__EXTRACT PROVIDED__.
* * *

Eric Richard Whitington (born 18 September 1946) is an English former professional footballer who scored 8 goals from 32 appearances in the Football League for Brighton & Hove Albion. He played as a forward. He also played in the South African National Football League for the 1968 title-winning Highlands Park team.

Life and career
Whitington was born in Brighton. His football career began as a schoolboy with Arsenal, after which he joined Chelsea's ground staff. While with Chelsea he played for England at youth international level. He signed for Brighton & Hove Albion in 1964, turned professional the same year, and made his debut for the Third Division club in February 1966. In the 1966–67 season, he was the club's joint top scorer, alongside Kit Napier, with ten goals in all competitions, but a perceived lack of pace stopped him establishing himself as a first-team regular. He was released in 1968, and moved to South Africa to play for Highlands Park, who won the National Football League title in 1968. After returning to England, he played for Crawley Town of the Southern League, Folkestone, Eastbourne United, and for Isthmian League club Horsham, where he was the club's top scorer in the 1975–76 season with 25 goals in 42 League games, before finishing his career back at Crawley.

* * *

__INFORMATION GIVEN__.
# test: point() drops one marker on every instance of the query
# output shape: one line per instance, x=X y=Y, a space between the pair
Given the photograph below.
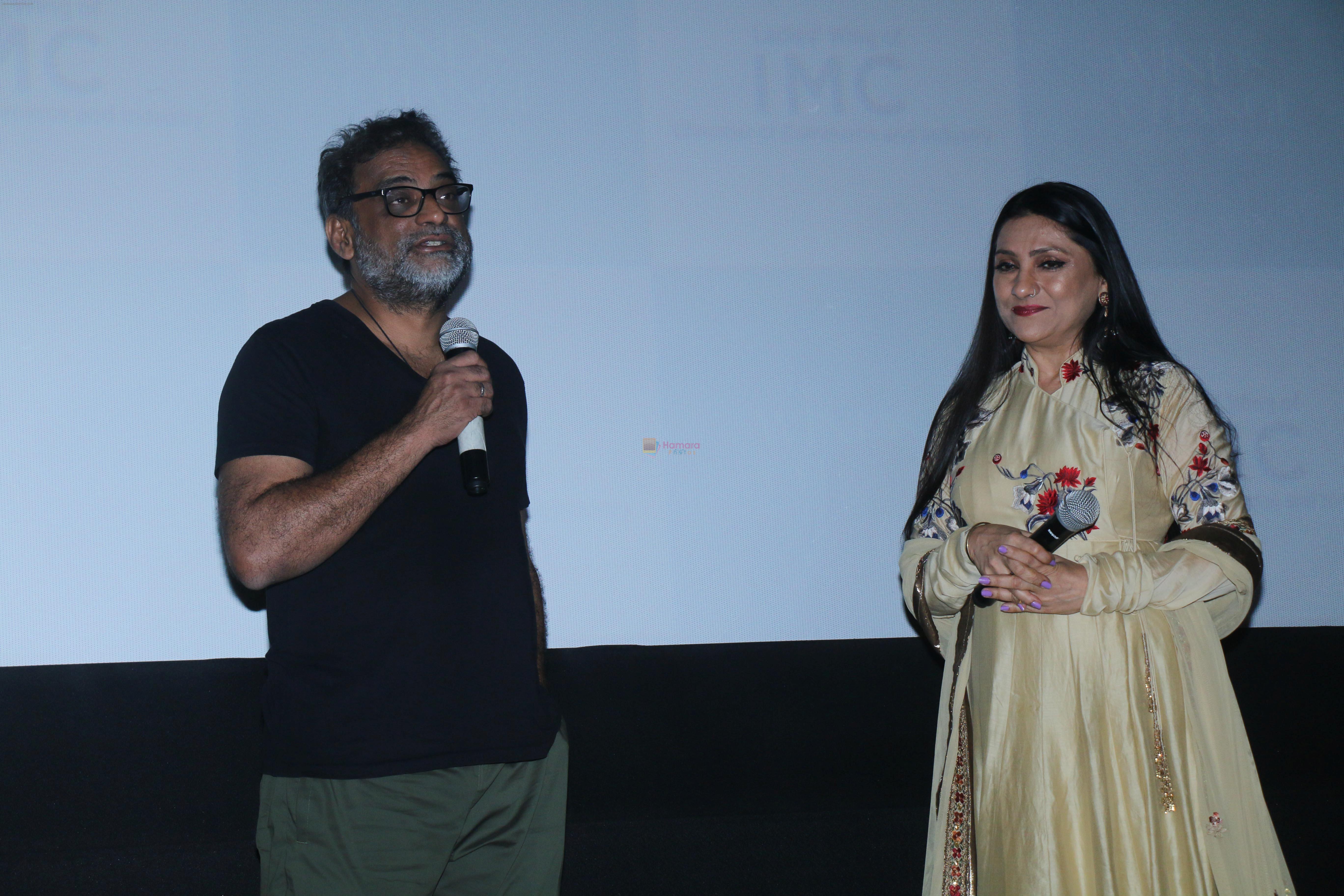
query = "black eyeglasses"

* * *

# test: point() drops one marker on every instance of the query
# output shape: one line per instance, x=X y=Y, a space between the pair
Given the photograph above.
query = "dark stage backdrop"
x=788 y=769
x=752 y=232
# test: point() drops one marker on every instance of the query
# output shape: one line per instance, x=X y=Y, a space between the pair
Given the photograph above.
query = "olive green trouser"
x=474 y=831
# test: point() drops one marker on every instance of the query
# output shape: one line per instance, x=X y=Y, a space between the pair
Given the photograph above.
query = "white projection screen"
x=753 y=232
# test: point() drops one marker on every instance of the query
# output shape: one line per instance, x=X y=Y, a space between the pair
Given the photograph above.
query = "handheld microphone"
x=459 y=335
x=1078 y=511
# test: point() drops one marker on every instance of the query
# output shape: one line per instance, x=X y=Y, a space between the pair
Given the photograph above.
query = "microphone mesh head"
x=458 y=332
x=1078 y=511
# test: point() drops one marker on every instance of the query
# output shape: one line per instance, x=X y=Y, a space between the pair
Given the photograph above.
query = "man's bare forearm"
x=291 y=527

* * *

__WRITTEN REQUEST 1__. Decide whether each statement agrees with the Whitington biography: (a) Whitington was born in London; (b) he made his debut for Brighton & Hove Albion in February 1966; (c) he scored 30 goals for Horsham in the 1975–76 season. Answer yes or no for each, quoting the deciding words.
__WRITTEN REQUEST 2__. According to the Whitington biography, who shared the role of the club's top scorer with him in the 1966–67 season?
__WRITTEN REQUEST 3__. Please copy from the Whitington biography the part that opens with the words containing "Eric Richard Whitington" and closes with "Highlands Park team.".
The rows that come after the Whitington biography have no connection to it.

__FINAL ANSWER 1__.
(a) No: "Whitington was born in Brighton."
(b) Yes: "made his debut for the Third Division club in February 1966."
(c) No: "with 25 goals in 42 League games."

__FINAL ANSWER 2__. Kit Napier.

__FINAL ANSWER 3__.
Eric Richard Whitington (born 18 September 1946) is an English former professional footballer who scored 8 goals from 32 appearances in the Football League for Brighton & Hove Albion. He played as a forward. He also played in the South African National Football League for the 1968 title-winning Highlands Park team.